Reproduce verbatim the part of the records below that opens with the line containing "Give the outline of every instance of the black" and closes with the line containing "284), (413, 354)]", including both of those lines.

= Records =
-.-.-

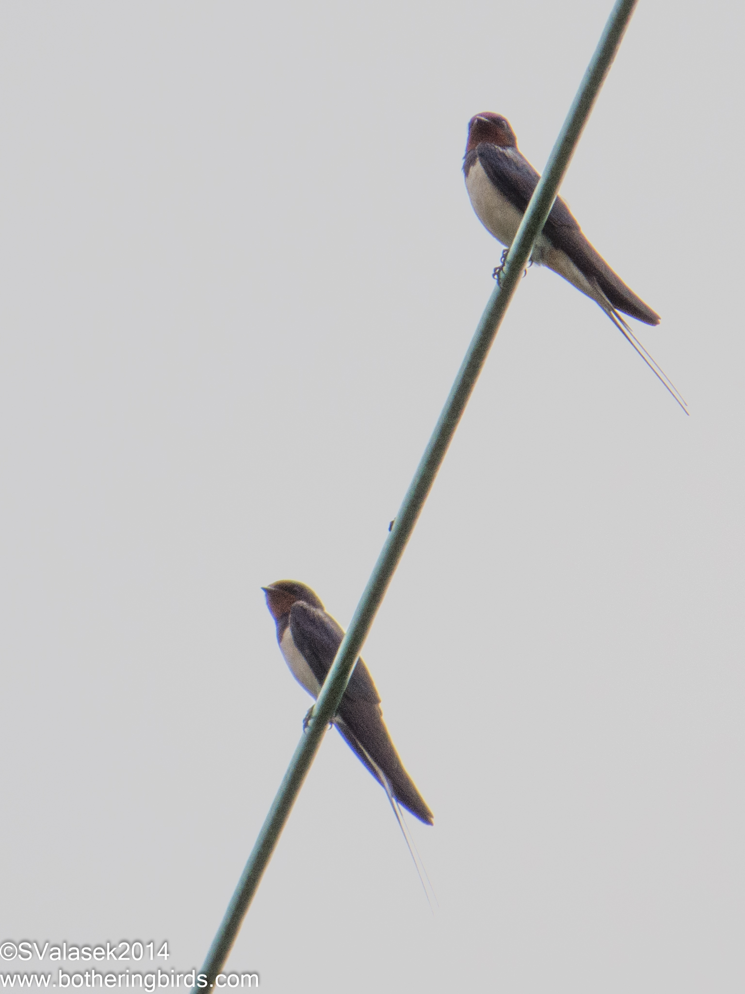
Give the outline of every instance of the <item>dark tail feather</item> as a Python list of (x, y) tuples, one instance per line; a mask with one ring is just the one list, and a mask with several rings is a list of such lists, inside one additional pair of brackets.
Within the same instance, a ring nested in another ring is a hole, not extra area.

-.-.-

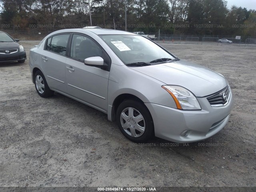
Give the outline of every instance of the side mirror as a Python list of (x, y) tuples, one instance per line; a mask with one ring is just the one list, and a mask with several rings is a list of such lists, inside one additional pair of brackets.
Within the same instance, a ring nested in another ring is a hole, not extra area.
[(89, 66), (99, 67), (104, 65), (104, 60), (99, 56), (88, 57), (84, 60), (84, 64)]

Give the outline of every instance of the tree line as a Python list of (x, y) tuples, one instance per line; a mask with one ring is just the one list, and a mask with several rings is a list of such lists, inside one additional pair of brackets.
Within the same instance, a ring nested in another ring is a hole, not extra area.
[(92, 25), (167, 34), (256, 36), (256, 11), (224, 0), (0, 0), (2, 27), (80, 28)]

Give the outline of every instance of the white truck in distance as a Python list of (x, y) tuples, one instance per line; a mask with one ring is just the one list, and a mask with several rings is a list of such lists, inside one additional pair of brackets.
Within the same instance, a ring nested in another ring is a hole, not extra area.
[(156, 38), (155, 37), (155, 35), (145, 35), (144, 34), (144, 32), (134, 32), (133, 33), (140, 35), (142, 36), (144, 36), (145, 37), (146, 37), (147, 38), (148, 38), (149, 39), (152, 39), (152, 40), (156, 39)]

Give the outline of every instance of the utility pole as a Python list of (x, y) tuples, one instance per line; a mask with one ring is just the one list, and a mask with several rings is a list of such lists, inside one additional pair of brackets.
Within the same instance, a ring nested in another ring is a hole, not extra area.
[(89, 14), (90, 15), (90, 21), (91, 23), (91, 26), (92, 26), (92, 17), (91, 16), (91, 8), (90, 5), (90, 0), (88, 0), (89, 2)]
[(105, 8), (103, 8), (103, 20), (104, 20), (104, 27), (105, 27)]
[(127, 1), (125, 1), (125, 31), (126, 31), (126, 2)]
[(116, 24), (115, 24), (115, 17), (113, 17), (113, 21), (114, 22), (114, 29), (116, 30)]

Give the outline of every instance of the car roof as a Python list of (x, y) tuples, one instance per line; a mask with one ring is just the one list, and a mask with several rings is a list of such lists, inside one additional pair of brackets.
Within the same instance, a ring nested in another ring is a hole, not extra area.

-.-.-

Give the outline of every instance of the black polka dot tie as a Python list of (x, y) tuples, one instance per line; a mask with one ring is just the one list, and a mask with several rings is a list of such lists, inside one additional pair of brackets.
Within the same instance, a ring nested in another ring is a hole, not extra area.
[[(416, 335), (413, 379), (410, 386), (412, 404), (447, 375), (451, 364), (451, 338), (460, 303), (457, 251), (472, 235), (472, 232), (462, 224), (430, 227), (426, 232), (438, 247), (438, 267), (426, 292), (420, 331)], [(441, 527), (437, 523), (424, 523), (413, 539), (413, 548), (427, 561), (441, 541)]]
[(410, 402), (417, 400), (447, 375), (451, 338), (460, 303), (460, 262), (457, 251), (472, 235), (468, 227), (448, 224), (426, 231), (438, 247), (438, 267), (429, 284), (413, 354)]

-.-.-

= Problem solution =
Give the outline of every instance of the black polka dot tie as a Python list of (x, y) tuples, one instance per line; a mask with one ring is just the one list, and a mask with several rings is a list of such lists, inside one additional pair of brackets.
Within the same instance, a ring nested in another ring is a hole, not extra area.
[[(416, 335), (413, 379), (410, 386), (412, 404), (447, 375), (451, 364), (451, 338), (460, 303), (457, 251), (472, 235), (472, 232), (462, 224), (430, 227), (426, 232), (438, 247), (438, 267), (426, 292), (420, 331)], [(441, 527), (437, 523), (424, 523), (413, 539), (413, 548), (427, 561), (441, 541)]]
[(410, 402), (417, 400), (447, 375), (451, 338), (460, 303), (460, 262), (457, 251), (472, 235), (468, 227), (448, 224), (426, 231), (438, 247), (438, 267), (429, 284), (413, 354)]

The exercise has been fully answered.